• **Source document**:
## Begin
January 11, 2015 at 10:04 pm

Taylor’s has a chance , but the one decimal place calculations of the lengths of the sloping lines is hiding the “facts”. Also, the measurements should all have been taken from the supposed centre.

It would have been better if they had had a look at the possibilities of matching sides being parallel. Another way of looking at it is that in a dilation the line segments are dilated by the same factor. is this the case?

howardat58

January 11, 2015 at 10:10 pm

Second thoughts: Take one of the joined up ones first and let them figure out that the point C’ could have been somewhere else on the middle line (might need some prodding). Then they might see that some measurement is needed.

jwilson828

January 12, 2015 at 8:22 pm

This is what I’m thinking about, too. How would it look for “center”, A, A be collinear’; “center”, B, B’ be collinear; and “center”, C, C’ be collinear but the figures not similar? Thanks!
## End
• **Task statement**: Continue the forum discussion about checking whether figures are dilations, picking up after its last comment.

• **Supplied material**:
## Begin
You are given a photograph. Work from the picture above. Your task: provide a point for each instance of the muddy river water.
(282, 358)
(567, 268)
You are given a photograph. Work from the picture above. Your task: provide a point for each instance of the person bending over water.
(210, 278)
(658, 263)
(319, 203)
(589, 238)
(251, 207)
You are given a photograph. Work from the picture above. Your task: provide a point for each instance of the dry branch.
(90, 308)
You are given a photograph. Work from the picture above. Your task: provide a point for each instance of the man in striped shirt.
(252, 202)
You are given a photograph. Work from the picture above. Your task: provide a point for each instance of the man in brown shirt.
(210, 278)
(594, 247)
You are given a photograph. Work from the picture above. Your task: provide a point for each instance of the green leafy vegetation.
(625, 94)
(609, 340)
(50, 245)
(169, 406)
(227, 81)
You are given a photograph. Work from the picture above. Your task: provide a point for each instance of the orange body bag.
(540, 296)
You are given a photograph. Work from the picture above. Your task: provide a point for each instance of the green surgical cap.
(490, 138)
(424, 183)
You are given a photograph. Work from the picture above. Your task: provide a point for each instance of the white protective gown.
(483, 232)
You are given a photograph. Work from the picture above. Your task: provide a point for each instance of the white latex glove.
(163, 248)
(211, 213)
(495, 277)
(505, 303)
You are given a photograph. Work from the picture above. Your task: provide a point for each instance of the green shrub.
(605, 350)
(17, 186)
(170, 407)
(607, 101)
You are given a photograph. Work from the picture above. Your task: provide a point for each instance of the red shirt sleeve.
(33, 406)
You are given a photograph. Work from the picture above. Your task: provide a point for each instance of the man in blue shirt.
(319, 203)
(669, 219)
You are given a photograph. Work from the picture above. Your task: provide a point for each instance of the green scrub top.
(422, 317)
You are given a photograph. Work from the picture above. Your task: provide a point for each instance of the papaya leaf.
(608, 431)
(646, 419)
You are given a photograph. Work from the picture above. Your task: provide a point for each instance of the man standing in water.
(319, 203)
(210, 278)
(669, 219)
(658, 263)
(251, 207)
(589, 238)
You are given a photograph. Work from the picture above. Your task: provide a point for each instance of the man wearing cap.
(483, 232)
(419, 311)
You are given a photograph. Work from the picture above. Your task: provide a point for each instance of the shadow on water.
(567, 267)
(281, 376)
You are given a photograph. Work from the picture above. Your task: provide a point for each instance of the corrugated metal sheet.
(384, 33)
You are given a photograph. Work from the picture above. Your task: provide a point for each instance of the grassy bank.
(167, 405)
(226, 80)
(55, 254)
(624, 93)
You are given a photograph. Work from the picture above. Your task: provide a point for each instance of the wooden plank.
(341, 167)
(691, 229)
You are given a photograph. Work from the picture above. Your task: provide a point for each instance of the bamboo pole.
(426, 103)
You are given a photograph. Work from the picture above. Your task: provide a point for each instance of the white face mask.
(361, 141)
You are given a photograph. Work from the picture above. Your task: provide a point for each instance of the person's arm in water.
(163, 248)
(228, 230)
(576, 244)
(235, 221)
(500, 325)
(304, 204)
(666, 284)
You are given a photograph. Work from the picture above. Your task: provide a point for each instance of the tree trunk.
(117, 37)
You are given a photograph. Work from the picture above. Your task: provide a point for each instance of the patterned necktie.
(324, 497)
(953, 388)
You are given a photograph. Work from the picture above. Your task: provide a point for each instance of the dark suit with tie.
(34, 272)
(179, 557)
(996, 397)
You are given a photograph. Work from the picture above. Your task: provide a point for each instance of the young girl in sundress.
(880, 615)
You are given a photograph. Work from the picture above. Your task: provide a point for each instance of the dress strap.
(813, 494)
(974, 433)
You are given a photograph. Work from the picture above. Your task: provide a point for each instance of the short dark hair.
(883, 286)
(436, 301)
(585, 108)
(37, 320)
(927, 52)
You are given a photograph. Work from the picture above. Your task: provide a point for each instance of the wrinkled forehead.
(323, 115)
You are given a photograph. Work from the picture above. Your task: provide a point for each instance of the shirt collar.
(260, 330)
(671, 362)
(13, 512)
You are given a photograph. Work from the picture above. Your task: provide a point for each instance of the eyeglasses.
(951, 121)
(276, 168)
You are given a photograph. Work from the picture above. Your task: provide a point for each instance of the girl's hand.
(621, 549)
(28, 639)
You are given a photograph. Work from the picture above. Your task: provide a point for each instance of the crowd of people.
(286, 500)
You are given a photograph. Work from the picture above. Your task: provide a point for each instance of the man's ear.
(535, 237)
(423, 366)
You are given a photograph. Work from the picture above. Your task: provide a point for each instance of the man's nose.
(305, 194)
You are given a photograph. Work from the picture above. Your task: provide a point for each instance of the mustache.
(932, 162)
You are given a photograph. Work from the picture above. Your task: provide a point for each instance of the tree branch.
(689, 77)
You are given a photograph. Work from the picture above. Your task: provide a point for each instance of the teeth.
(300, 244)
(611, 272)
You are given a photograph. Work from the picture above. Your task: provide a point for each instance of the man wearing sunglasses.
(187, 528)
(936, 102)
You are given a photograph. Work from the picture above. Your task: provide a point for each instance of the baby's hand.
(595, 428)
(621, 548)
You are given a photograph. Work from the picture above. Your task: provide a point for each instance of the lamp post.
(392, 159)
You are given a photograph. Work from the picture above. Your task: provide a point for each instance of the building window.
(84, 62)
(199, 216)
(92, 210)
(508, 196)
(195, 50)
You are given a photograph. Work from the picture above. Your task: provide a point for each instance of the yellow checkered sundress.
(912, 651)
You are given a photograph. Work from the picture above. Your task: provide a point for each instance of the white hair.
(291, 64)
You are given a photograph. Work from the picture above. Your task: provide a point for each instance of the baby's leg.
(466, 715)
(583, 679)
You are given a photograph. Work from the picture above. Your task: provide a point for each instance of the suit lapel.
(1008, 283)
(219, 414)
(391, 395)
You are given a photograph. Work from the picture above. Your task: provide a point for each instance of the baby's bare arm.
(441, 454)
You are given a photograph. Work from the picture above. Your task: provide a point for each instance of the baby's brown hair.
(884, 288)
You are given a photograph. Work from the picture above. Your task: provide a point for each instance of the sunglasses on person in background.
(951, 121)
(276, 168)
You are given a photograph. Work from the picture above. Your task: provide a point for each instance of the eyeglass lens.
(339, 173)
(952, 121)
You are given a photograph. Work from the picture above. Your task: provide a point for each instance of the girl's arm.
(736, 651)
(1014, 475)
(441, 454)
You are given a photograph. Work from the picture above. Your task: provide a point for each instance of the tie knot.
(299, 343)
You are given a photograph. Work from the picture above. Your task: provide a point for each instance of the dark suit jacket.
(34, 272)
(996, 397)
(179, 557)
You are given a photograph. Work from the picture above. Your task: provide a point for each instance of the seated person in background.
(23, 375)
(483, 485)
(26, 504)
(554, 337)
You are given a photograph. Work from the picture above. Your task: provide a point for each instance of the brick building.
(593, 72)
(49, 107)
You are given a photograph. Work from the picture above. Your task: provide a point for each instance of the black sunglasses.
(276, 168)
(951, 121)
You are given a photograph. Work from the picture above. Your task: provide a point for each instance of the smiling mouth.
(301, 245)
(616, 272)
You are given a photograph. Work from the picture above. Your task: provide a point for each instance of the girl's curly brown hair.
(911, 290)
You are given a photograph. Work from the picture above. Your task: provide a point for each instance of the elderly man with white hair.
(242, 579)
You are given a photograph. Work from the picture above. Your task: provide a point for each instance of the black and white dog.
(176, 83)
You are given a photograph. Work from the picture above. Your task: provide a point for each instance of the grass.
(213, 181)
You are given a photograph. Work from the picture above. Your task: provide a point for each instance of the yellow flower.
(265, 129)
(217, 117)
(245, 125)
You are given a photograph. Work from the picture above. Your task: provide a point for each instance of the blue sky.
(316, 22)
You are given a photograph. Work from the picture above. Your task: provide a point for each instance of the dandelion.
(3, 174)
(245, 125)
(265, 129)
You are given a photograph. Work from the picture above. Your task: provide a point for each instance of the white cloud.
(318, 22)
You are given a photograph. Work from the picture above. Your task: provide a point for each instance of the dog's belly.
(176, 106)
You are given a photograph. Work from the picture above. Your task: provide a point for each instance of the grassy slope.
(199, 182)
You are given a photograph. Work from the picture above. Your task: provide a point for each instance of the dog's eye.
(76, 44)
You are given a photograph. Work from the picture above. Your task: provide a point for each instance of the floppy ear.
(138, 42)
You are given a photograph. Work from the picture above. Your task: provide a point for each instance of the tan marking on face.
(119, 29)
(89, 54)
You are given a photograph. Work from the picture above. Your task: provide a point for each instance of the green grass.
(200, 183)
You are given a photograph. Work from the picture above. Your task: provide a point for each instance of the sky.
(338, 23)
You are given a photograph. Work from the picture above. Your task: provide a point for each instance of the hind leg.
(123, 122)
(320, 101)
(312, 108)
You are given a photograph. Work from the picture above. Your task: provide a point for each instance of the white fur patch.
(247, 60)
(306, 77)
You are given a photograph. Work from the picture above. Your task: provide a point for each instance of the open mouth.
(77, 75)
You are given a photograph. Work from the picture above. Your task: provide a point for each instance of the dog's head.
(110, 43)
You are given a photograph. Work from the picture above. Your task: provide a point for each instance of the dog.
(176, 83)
## End
• **The result**:
howardat58

January 20, 2015 at 1:38 pm

The three “collinear’s” are necessary for dilation, but not sufficient (ie, not enough). Must have matching sides parallel as well. Or using O for the centre, OA’/OA = OB’/OB = OC’/OC does the job.

If you think about dilation as expansion equally in all directions, like heating up a sheet of metal, you can see ( takes a little time !) that every point can be considered as the centre. (not of course when the dilated image is specified.

howardat58

January 12, 2015 at 8:58 am

Third thoughts: Could you tie this in with scale models, and maps ?